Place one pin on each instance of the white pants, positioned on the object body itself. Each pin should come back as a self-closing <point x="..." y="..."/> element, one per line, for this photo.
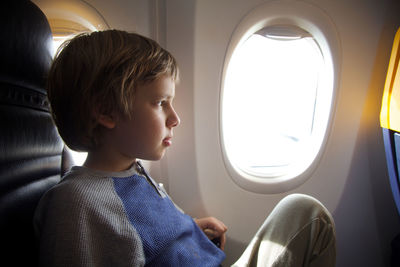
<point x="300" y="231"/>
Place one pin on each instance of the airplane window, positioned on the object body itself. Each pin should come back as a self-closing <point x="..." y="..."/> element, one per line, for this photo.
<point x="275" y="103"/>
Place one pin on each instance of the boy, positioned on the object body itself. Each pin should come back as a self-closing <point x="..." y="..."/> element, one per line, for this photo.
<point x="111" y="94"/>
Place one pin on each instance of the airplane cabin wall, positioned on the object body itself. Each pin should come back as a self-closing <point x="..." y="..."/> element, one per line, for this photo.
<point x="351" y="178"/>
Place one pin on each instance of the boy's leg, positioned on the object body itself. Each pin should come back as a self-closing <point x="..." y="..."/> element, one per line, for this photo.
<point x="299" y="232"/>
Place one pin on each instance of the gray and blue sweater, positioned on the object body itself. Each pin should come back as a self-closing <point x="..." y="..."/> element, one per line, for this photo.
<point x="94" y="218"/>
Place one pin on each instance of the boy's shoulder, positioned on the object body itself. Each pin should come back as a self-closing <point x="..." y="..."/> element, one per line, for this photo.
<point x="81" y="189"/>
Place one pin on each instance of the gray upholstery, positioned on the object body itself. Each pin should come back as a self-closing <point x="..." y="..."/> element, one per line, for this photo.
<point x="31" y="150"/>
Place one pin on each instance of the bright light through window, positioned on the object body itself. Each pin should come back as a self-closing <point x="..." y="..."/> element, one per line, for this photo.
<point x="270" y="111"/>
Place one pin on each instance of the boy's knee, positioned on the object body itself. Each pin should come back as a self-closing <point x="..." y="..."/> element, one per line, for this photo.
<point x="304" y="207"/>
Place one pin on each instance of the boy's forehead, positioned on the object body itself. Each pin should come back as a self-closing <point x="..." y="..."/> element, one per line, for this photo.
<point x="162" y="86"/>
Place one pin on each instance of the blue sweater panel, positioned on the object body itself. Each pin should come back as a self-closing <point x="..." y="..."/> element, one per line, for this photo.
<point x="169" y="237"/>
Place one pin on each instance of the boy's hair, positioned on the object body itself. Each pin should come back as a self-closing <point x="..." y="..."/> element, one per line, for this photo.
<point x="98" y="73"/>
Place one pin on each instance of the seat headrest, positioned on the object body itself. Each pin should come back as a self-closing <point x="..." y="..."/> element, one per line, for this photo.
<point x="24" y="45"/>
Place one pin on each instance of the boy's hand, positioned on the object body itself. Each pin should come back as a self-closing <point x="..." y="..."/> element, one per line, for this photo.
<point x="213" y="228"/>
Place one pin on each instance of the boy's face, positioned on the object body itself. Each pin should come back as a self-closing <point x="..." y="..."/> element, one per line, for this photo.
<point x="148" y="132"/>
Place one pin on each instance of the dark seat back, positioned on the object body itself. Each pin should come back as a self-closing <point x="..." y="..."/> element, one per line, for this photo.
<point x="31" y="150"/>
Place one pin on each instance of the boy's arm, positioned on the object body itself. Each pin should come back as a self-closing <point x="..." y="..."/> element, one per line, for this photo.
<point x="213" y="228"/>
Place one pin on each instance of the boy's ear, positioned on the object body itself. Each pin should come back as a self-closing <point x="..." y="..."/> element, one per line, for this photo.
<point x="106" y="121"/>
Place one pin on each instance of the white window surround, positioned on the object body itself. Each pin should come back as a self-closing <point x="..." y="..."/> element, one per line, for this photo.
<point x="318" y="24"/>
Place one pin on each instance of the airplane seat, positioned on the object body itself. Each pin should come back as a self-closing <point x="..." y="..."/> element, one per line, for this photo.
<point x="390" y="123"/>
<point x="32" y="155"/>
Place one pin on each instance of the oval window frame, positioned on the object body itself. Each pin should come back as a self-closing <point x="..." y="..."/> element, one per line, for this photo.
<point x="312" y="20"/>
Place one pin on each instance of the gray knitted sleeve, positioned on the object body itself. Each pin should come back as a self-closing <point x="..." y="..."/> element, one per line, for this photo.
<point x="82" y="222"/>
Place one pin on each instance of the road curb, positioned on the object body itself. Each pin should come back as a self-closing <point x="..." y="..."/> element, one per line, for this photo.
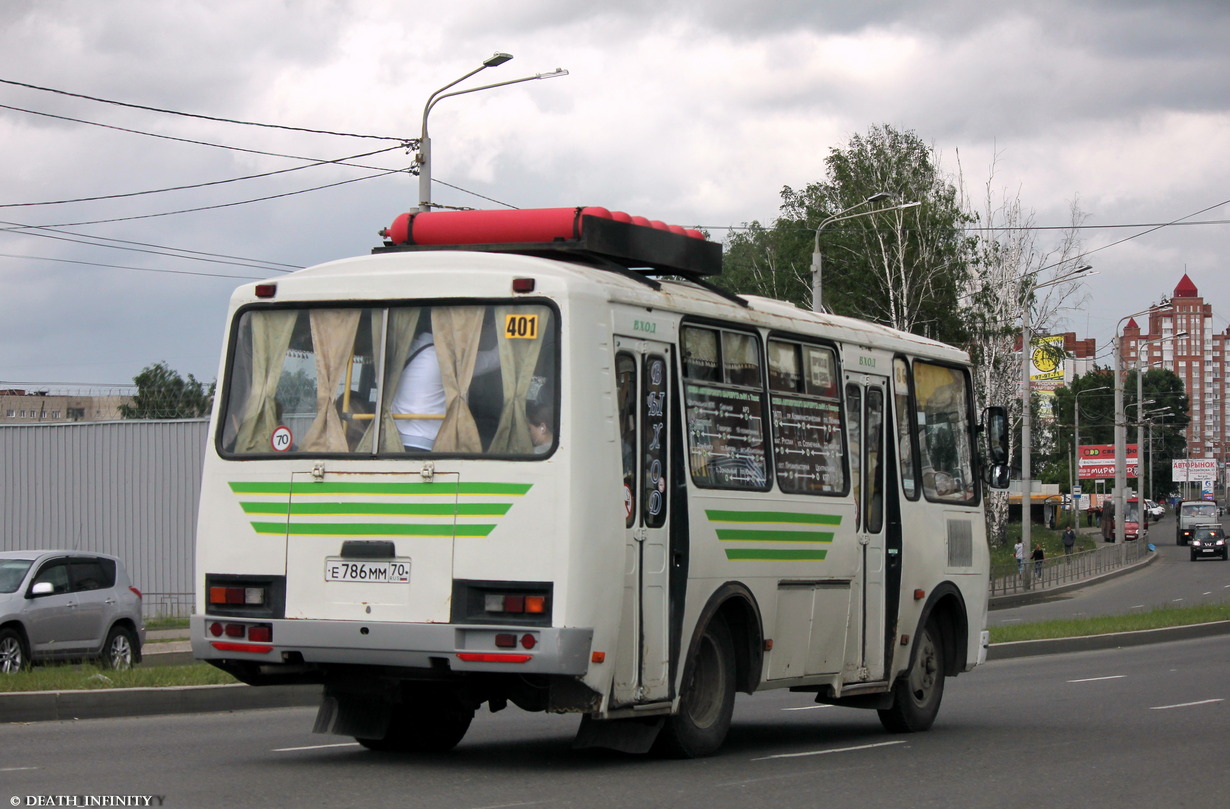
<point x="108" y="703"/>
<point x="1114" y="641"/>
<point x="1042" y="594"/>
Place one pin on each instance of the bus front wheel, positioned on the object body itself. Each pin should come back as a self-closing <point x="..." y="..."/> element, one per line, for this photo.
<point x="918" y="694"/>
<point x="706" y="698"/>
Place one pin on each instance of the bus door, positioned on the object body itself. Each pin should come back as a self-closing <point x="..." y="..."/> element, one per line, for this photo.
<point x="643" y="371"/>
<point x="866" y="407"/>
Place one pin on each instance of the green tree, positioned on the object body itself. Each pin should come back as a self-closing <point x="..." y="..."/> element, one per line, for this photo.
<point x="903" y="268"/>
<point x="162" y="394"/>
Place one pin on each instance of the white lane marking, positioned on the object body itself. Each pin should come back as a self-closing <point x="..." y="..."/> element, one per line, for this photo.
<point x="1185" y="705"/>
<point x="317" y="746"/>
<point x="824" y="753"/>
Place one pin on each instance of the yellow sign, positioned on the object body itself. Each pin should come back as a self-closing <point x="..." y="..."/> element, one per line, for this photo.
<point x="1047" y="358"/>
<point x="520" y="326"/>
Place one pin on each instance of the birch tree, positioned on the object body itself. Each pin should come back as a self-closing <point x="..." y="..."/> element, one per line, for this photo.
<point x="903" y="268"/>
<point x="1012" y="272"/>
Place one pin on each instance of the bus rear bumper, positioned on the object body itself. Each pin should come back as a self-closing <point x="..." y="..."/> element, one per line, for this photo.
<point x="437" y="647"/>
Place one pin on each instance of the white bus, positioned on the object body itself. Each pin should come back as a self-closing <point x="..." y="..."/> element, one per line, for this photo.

Problem statement
Recast the lines as a Markdown table with the columns n and Line, starting with the line that contains "Place one pin on each instance of the yellow" and going on through the end of the lines, both ends included. Give each line its own row, number the rows in n, and leave out any blank lines.

Answer in full
| n | Line |
|---|---|
| 1 | Place one pin on each instance of the yellow sign, positioned on the object body itself. Each pin should come back as a self-closing <point x="..." y="..."/> element, one per line, for this photo. |
| 2 | <point x="1047" y="358"/> |
| 3 | <point x="520" y="326"/> |
| 4 | Place one pin on each instance of the birch tree, positioned on the object body itself. Each pin should come back as a self-closing <point x="..." y="..."/> element, one per line, for this photo. |
| 5 | <point x="903" y="268"/> |
| 6 | <point x="1012" y="272"/> |
| 7 | Place one pin on each instance of the bus rear bumper, positioned on the object body itself. Each pin should come back as a self-closing <point x="..." y="..."/> element, one per line, for this photo. |
| 8 | <point x="437" y="647"/> |
| 9 | Place one pin on each instance of the white bus, positioned on the object body itself. Each pin should come back as a self-closing <point x="..." y="..."/> element, one per line, for this photo. |